> _Task goal_
Return every one of the records below line for line and unchanged, leaving the pictures out of your copy.

※

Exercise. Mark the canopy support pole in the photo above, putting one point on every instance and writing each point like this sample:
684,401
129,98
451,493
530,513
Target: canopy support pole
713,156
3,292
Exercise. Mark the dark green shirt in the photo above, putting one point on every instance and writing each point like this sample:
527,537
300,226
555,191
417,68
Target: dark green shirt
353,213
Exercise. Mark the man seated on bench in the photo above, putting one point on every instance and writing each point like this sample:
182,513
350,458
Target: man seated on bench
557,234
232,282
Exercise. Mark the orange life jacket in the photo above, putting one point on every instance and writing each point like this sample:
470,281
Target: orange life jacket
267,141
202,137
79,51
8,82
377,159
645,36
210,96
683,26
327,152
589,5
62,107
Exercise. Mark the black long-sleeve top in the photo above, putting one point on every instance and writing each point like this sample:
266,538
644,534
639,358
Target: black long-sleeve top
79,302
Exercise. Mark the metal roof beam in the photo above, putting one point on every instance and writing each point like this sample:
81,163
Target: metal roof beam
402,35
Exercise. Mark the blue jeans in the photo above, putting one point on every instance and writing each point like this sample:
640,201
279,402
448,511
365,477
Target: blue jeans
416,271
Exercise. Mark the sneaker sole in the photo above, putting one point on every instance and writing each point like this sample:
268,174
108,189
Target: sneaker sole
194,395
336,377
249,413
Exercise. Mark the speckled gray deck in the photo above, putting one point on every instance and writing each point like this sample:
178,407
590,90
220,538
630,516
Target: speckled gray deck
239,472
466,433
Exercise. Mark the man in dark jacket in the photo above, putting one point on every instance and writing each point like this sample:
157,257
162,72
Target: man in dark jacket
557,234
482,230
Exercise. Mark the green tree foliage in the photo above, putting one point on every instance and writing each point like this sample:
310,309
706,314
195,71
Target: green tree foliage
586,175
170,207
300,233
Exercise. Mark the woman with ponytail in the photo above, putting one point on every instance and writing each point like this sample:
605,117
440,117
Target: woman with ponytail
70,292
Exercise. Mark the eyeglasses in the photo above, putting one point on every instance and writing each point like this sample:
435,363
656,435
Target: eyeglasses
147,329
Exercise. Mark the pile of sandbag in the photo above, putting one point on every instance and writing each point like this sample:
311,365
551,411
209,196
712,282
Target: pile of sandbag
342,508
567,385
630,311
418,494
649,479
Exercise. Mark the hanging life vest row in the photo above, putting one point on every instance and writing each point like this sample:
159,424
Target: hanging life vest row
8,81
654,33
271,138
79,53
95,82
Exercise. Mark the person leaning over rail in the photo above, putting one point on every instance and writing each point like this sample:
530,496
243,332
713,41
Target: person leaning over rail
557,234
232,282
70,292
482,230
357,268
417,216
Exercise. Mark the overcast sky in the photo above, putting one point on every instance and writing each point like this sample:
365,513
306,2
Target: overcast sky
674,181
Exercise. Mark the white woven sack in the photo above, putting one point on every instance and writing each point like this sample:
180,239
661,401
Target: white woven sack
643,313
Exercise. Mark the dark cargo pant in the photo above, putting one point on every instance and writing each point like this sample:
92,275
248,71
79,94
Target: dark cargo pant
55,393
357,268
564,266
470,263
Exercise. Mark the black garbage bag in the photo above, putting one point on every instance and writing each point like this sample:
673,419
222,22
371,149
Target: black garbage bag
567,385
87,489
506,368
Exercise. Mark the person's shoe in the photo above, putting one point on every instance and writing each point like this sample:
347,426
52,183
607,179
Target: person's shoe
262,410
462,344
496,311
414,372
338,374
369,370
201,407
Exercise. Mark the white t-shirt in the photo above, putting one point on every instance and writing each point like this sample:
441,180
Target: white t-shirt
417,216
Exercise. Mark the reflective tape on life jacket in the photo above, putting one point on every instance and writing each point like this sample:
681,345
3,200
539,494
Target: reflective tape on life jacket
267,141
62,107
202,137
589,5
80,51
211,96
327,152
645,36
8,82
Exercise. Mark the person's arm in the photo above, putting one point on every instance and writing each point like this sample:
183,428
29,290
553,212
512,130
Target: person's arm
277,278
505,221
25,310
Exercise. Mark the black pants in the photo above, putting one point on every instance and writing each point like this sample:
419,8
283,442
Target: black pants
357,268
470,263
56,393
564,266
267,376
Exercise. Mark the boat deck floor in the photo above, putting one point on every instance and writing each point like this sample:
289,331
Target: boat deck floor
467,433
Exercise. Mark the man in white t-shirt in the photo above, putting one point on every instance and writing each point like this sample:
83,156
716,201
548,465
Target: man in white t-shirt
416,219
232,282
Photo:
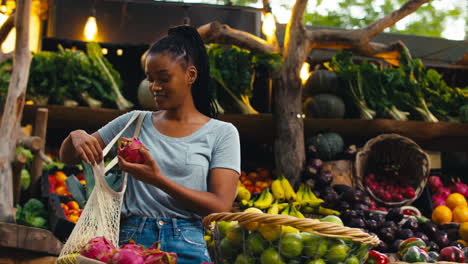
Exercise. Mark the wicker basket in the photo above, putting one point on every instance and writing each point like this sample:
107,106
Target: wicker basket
393,155
332,233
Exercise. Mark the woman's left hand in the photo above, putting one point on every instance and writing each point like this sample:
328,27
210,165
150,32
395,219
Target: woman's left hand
147,172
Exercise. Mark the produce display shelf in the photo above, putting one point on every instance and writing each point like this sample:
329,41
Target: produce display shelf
442,136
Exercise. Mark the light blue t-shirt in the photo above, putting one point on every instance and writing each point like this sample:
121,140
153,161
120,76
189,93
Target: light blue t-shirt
186,161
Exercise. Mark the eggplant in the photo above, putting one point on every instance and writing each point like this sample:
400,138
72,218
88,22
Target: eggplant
382,247
379,218
372,225
341,188
343,206
441,238
387,234
421,236
429,229
309,172
361,207
456,244
391,225
395,245
433,246
394,215
324,178
411,223
404,233
357,223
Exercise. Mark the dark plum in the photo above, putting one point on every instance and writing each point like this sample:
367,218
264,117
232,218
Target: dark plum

※

> _Task solution_
Exercise. Mark the canopy support pole in the photo above, putting one point on every instance and writing each point like this sample:
684,401
129,98
451,493
530,513
Target: canopy support pole
713,156
3,292
Exercise. Mark the dark green shirt in the photo above, putting one point on every instance and writing each point like this sample:
527,537
300,226
555,191
417,68
Target: dark green shirt
353,213
Exercise. Mark the man seated on bench in the photo above, putting one point on every instance and writing each point like this sample:
182,513
350,458
Target: man seated on bench
557,234
232,282
Exercise. Mark the orange life jacket in the photo above, putting one point on every instance and writing each point like this sample:
470,281
Target: orange life jacket
267,141
202,137
79,51
8,82
377,159
645,36
210,96
683,26
327,152
589,5
62,107
Exercise. Mark the black long-sleeve top in the photo above, putting one point on every instance and writing each point like this sample:
266,538
644,534
639,358
Target: black long-sleeve top
79,302
Exercise. Mark the metal roof beam in the photo above, putting one point on every instance and writing each point like this sample:
81,163
Target: metal roof beam
402,35
Exercise. Mark the blue jeans in the photo above, putting one point on every instance and writing each point like this sample:
640,201
279,402
448,511
365,477
Target: blue jeans
416,271
Exercise. Mark the sneaker sole in the photo above, putting one point on every instance and writing each point like this sample:
268,174
108,189
Target: sneaker sole
194,395
336,377
249,413
Exercise. Mark the speckled gray deck in the photo above, putting one point on every instance and writing each point like this sample:
178,407
590,90
220,538
630,516
Target: speckled gray deck
239,472
466,433
Exercise. Mark the man in dark jacket in the photo above, putting one point on every instance and writing each point like this sample:
157,257
162,72
Target: man in dark jacket
557,234
482,230
Exercise. Mark the green tree foliage in the photo above, putting one point on every instance and writing each point like this sample:
310,309
706,314
195,71
Target: green tree foliage
586,175
170,207
300,233
Exercise. Mark the woman with ponytail in the photo above, putting one point on every instance and writing each point like this sample:
605,117
440,117
Target: woman with ponytail
70,292
Exercise. Mark the eyeglasses in the photo above, putting one point on every instance and writing each point like this sample:
435,363
656,435
Target: eyeglasses
147,329
Exercise. Mark the pile of sandbag in the photo above, putting one point on every instance and writing each point like this sample:
311,365
551,411
209,196
712,282
Target: pile of sandbag
342,508
567,385
630,311
418,494
649,479
Exercise. Mark the hanging life vest row in the photo above, putting one point on every instance and writing each point like this sample:
159,424
Target: hanging life vest row
8,81
654,33
271,138
79,53
95,82
Exercise. Mark the person leaning over rail in the photo above, putting one point on every instance and writing each point like this sample:
530,496
243,332
713,41
Target: person leaning over rail
557,234
232,282
70,292
482,230
357,268
417,216
Exercise. Mark the overcast sky in the photo above, putting one point on every instance and writing each point like this sample:
365,513
306,2
Target: overcast sky
674,181
Exercise. Mark the white woven sack in the photo above, putting one point on every instance and writing each point like this sample:
180,239
661,401
Target: white woven sack
643,313
Exercise. Mark the dark cargo pant in the photo above, putting one point on every instance and writing each point like this sample:
92,275
248,71
79,94
Target: dark cargo pant
55,393
357,268
564,266
470,263
Exercise. Mark the black garbage bag in the photo above, putting one point on every instance and writing each point like this sample:
673,419
222,22
371,149
Target: black garbage bag
567,385
87,489
506,368
Exercise. Mark the person's shoe in the photo above, putting one point on every instance and writing each point like this sample:
347,426
52,183
607,179
Target: person's shoe
262,410
462,344
496,311
414,372
338,374
369,370
201,407
Exercise. Mark the white t-shirt in the photo above, putting one point on every instance and writing each point like this sample:
441,180
Target: white t-shirt
417,216
Exercise. Mark the reflective tape on life jacket in the photo above, putting one point on every instance and writing each point like this sample:
681,345
3,200
539,494
Target: reflective tape on life jacket
267,141
62,107
202,137
589,5
80,51
211,96
327,152
645,36
8,82
Exercise. Mark the person's arm in the photo above, putting one point on every instance and writing each point like this sample:
183,428
29,290
553,212
512,130
Target: person's arm
277,278
505,221
25,310
Exercise. Mark the black pants in the photo above, putting one point on every instance and writing each point like this sample:
419,8
283,442
Target: black pants
357,268
470,263
56,393
564,266
267,376
Exercise. Mark the boat deck floor in the photo above, putting one point on every instance and writing each point like this sample:
289,331
Target: boat deck floor
467,433
Exercise. Mark the man in white t-shirt in the photo above, putting one point on every instance and writing each point like this sample:
83,156
716,201
548,465
Target: man in white t-shirt
416,219
232,282
Photo:
Exercise. Mark the wicker basket in the photo above, putting one point on every instance and writing each point like this sample:
107,106
Target: wicker basket
393,155
332,233
Exercise. Mark the woman's left hand in the photo above, putting one point on every instance and writing each point like this sample:
328,27
210,165
150,32
395,219
Target: woman's left hand
147,172
Exercise. Mark the produce display shelf in the photo above, putting one point on every instance and writing each point like this sample:
329,41
Target: produce display shelf
442,136
Exercise. Mark the light blue t-shirt in the photo above, putting one point on every instance and writing each point like this sample:
121,140
153,161
120,76
189,93
Target: light blue t-shirt
186,161
Exercise. Mark the eggplant in the photo above, putting one point on every instance and writing each point like this sample:
400,138
72,218
88,22
Target: eggplant
382,247
379,218
372,225
341,188
343,206
441,238
387,234
421,236
429,229
309,172
361,207
456,244
391,225
395,245
433,246
394,215
324,178
411,223
404,233
357,223
Exercise. Mark the dark plum in the photo above, putting one point on every instance and writing each point like this sample:
367,218
264,117
232,218
Target: dark plum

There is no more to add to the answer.